+++ Texte à lire
CA Rennes, 2e ch., 17 mai 2019, n° 16/01134
RENNES
Arrêt
Infirmation partielle
PARTIES
Défendeur :
Faïencerie d’Art Breton (SAS)
COMPOSITION DE LA JURIDICTION
Président :
M. Christien
Conseillers :
Mme Dotte-Charvy, Mme Gelot-Barbier
EXPOSÉ DU LITIGE
Par contrat à durée indéterminée du 1er août 2009, la SAS Faïencerie d'art breton (la société FAB), représentée par M. Pierre-Herbert H., a confié au père de ce dernier, M. Pierre-Jules H. (M. H.), ancien directeur salarié de la société exerçant depuis le 29 mai 2009 une activité de consultant, une mission de conseil en matière de stratégie d'entreprise incluant l'adaptation des activités au marché, la négociations avec les fournisseurs, les exportations, la gestion du personnel, l'assistance technique, la collaboration avec les artistes et les relations publiques, moyennant une rémunération annuelle de 32 000 euros HT.
Par convention de cession d'actions du 29 juillet 2011, les actionnaires de la société FAB en ont cédé le contrôle à la société Ciranoë et, par courrier du 9 septembre 2011, le nouveau dirigeant de la société FAB a notifié à M. H. la rupture de son contrat de mission.
Faisant valoir que, selon ses énonciations, le contrat ne pouvait être dénoncé qu'à l'expiration de chaque période annuelle et moyennant le respect d'un préavis de trois mois, M. H. a, par lettre recommandée avec accusé de réception du 29 mars 2013, vainement mis la société FAB en demeure de lui payer sa rémunération pour la période du 1er septembre 2011 au 31 juillet 2012 puis l'a, par acte du 2 juillet 2013, fait assigner en paiement devant le tribunal de grande instance de Quimper.
++++++
> [Consigne écrite 1]: Recopiez les lignes du jeu de données comprises entre celle qui contient « the white teacup. » et la dernière, incluses, en remplaçant « retrieve » par « fetch » et sans rien modifier d'autre.
+++ Données disponibles
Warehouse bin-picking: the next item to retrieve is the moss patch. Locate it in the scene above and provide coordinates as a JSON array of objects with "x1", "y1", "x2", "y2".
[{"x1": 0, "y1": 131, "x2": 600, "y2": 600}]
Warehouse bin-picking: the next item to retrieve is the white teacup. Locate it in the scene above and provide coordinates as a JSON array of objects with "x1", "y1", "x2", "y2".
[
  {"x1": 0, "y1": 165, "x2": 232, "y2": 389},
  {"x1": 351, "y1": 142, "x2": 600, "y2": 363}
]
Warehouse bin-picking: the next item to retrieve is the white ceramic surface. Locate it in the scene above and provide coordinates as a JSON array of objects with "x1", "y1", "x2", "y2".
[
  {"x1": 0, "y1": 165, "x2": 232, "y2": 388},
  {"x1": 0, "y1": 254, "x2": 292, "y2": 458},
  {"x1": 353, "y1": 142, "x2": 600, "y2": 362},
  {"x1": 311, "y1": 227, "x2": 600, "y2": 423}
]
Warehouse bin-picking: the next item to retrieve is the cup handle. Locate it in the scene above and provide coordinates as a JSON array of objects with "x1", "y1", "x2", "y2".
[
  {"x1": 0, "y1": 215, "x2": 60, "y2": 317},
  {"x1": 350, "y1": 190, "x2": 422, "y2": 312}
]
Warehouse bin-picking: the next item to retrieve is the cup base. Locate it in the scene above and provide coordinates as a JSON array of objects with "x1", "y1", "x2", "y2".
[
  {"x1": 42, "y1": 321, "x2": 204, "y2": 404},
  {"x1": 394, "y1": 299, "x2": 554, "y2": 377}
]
++++++
> [Consigne écrite 2]:
Répondez à ces questions sur l'arrêt :
(a) Quelle rémunération annuelle le contrat du 1er août 2009 prévoyait-il ?
(b) À quelle société les actionnaires de la société FAB en ont-ils cédé le contrôle ?
(c) Devant quel tribunal M. H. a-t-il fait assigner la société FAB en paiement ?

> [Résultat obtenu 1]:
Warehouse bin-picking: the next item to fetch is the white teacup. Locate it in the scene above and provide coordinates as a JSON array of objects with "x1", "y1", "x2", "y2".
[
  {"x1": 0, "y1": 165, "x2": 232, "y2": 389},
  {"x1": 351, "y1": 142, "x2": 600, "y2": 363}
]
Warehouse bin-picking: the next item to fetch is the white ceramic surface. Locate it in the scene above and provide coordinates as a JSON array of objects with "x1", "y1", "x2", "y2".
[
  {"x1": 0, "y1": 165, "x2": 232, "y2": 388},
  {"x1": 0, "y1": 254, "x2": 292, "y2": 458},
  {"x1": 353, "y1": 142, "x2": 600, "y2": 362},
  {"x1": 311, "y1": 227, "x2": 600, "y2": 423}
]
Warehouse bin-picking: the next item to fetch is the cup handle. Locate it in the scene above and provide coordinates as a JSON array of objects with "x1", "y1", "x2", "y2".
[
  {"x1": 0, "y1": 215, "x2": 60, "y2": 317},
  {"x1": 350, "y1": 190, "x2": 422, "y2": 312}
]
Warehouse bin-picking: the next item to fetch is the cup base. Locate it in the scene above and provide coordinates as a JSON array of objects with "x1", "y1", "x2", "y2".
[
  {"x1": 42, "y1": 321, "x2": 204, "y2": 404},
  {"x1": 394, "y1": 299, "x2": 554, "y2": 377}
]

> [Résultat obtenu 2]:
(a) 32 000 euros HT.
(b) À la société Ciranoë.
(c) Devant le tribunal de grande instance de Quimper.